=== Source text ===
%%

Monday 16 October 2017

The Assembly met at 9.22 am

PLENARY BUSINESS

PROGRAMME OF BUSINESS

The Co-Chairperson (Ms Kathleen Funchion TD):

OK, so the Assembly is now in public session. First, I remind everyone to turn off mobile phones or at least switch them to airplane mode because they interfere with the mics. I also advise Members that, as well as the normal audio recording of the proceedings, today’s and tomorrow’s sessions are being web streamed on the British-Irish Parliamentary Assembly (BIPA) website, which is at I remind Members that, when they contribute or ask any questions, they should please state their name and where they are representing. Finally, Members, it is important to advise you that proceedings of this body do not attract parliamentary privilege.

It gives me great pleasure to welcome you all here today to the historical city of Liverpool for the 55th plenary session. I welcome new Members joining us today from the Westminster Parliament. You have all been circulated with an up-to-date list of BIPA membership in your briefing pack.

I also have to inform the Assembly that, in accordance with rule 2(a), the following Associate Members have accepted the invitation of the Steering Committee to assume the powers and responsibilities of Members for the whole of this session: Aengus Ó Snodaigh TD; Viscount Bridgeman; Dai Lloyd AM; and Cathal Boylan MLA. We also have apologies from Joan Burton TD, Senator Niall Ó Donnghaile, Senator Denis Landy, Pat the Cope Gallagher TD, Baroness Blood, Maria Caulfield MP, Lord Empey, Nigel Evans MP, Lord Lexden, Jack Lopresti MP, Baroness O’Cathain, Willie Coffey MSP, Mark Griffin MSP, Steffan Lewis AM, David Ford MLA, Paul Givan MLA and Ian Milne MLA. Andrew, over to you.

The Co-Chairperson (Mr Andrew Rosindell MP):

Good morning, ladies and gentlemen. I welcome all Members here today to our 55th plenary session of the British-Irish Parliamentary Assembly. Members will have received a copy of the proposed programme of business. There has been a slight change to the programme agreed at the Steering Committee, and Members will find a copy of the final programme on their desk.

During the next two days, we will resume our discussion on political developments with Brexit and continue our engagements with the youth representatives from various jurisdictions. We have a strong panel of speakers over the next day and a half, including two Ministers: Chloe Smith MP, who is the Parliamentary Under-Secretary of State for Northern Ireland — unfortunately, the Secretary of State for Northern Ireland, the Rt Hon James Brokenshire, had to pull out because of his involvement in political talks in Northern Ireland — and the Parliamentary Under-Secretary of State at the Department for Exiting the European Union, Robin Walker MP, who, I am sure, will have interesting and challenging things to say about many of the pertinent issues we face today.

%%

=== Problems and tasks ===
[A] According to the BIPA session transcript, why are Members asked to turn off their mobile phones or switch them to airplane mode? Answer in one to three sentences.
[B] Using the BIPA session transcript, answer these questions:
(i) At what time did the Assembly meet?
(ii) Under which rule did the named Associate Members take on the powers and responsibilities of Members for the session?
(iii) What post does Robin Walker MP hold?
[C] Write the next part of the BIPA session transcript, continuing Mr Andrew Rosindell MP's opening remarks.
The listing that comes next is separate material, distinct from the BIPA session transcript.

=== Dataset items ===
%%

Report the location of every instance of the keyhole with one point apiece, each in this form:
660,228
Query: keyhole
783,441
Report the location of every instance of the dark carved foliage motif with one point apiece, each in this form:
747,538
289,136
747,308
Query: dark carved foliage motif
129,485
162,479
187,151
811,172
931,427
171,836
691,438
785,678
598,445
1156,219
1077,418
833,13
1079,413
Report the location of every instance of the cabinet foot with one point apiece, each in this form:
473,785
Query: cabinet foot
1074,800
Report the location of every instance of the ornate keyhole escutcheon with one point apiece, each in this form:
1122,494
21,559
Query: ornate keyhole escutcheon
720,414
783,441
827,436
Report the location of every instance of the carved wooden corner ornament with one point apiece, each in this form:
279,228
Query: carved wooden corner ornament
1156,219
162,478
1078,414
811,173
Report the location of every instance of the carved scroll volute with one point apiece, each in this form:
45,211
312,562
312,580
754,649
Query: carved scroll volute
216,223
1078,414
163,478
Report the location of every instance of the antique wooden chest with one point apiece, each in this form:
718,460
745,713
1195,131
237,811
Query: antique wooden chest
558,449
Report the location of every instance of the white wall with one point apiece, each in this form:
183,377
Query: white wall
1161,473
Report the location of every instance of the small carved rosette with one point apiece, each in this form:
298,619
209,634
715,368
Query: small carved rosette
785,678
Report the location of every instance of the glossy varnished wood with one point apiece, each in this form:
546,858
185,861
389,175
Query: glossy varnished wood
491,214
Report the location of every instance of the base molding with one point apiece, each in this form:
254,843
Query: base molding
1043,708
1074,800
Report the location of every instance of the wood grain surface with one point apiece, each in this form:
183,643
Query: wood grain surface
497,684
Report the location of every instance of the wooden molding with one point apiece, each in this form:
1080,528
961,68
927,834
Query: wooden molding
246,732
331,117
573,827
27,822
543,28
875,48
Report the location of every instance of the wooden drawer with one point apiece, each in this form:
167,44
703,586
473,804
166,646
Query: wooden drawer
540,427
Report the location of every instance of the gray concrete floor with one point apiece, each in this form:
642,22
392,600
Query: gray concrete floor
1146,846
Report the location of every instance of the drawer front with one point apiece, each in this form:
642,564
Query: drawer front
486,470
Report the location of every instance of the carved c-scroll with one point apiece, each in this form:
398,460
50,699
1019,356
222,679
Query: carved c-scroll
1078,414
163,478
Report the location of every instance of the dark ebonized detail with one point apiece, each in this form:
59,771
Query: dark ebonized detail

%%

=== Responses in order ===
[A] Members are asked to turn off their mobile phones or switch them to airplane mode because the phones interfere with the mics.

[B]
(i) 9.22 am
(ii) Rule 2(a)
(iii) Parliamentary Under-Secretary of State at the Department for Exiting the European Union

[C]
The Lord Mayor of Liverpool, Councillor Malcolm Kennedy, will address the plenary this morning after Members have heard a talk on the history of the Liverpool Irish community, led by local historian Greg Quiery. This afternoon’s session will begin with a panel discussion on the implications of Brexit for the economies of the UK and Ireland. Finally, we will have a short presentation from five youth speakers, who will engage us on issues and challenges pertinent to young people today. We expect today’s session to conclude around 5.00 pm. At that point, Committee B will meet to further consider its report. Later, we will travel to the reception at Liverpool Town Hall, which will be followed by dinner in the main ballroom.

On Tuesday morning, we will hear from a series of speakers who will deal with different aspects of British-Irish relations. First, we will hear from Eoin O’Neill, the president of the British-Irish Chamber of Commerce, and then from Professor Peter Shirlow, director and chairman of the Institute of Irish Studies at the University of Liverpool, who will share with us some interesting recent research on the political attitudes of young people in Northern Ireland. We will then hear from Dr Kirsten Pullen, the chief executive of the British and Irish Association of Zoos and Aquariums (BIAZA). To conclude the formal proceedings, the Assembly will then hear an update on the work of the BIPA Committees from the various Committee Chairmen, and the Assembly will adjourn at about 12.15 pm on Tuesday.

It is very fitting to have a plenary here in this wonderful city of Liverpool as we discuss the future challenges impacting not only on politics but on all our citizens’ lives. History can teach us a lot of lessons, and we look forward to the future with great confidence. I now move formally to the adoption of the proposed Programme of Business.

Programme of Business agreed.

The Co-Chairperson (Mr Andrew Rosindell MP):

I will now hand over to the Co-Chairperson Kathleen Funchion.

THE LIVERPOOL IRISH COMMUNITY

The Co-Chairperson (Ms Kathleen Funchion TD):

Thanks, Andrew. We are going to welcome our first guest now, and I am very pleased to have invited him here today — Mr Greg Quiery. He will launch his new book ‘In Hardship and Hope: A History of the Liverpool Irish’ next week. He has utilised the most recent research to examine politics, social and economic history, sectarianism and the problems associated with large-scale migration and integration to produce his book, which has been well-received in early reviews. All that seems very relevant to modern-day politics as well. I am delighted that he is here to speak to us today and has taken the time to be with us. I call on Mr Quiery to address the Assembly and ask Members to give him a warm welcome. [Applause.]

Mr Greg Quiery:

Assembly Members, it is a privilege to be invited to address you today to talk on the topic of the history of the Irish in Liverpool, a city where I have lived since leaving Belfast in the early 1970s.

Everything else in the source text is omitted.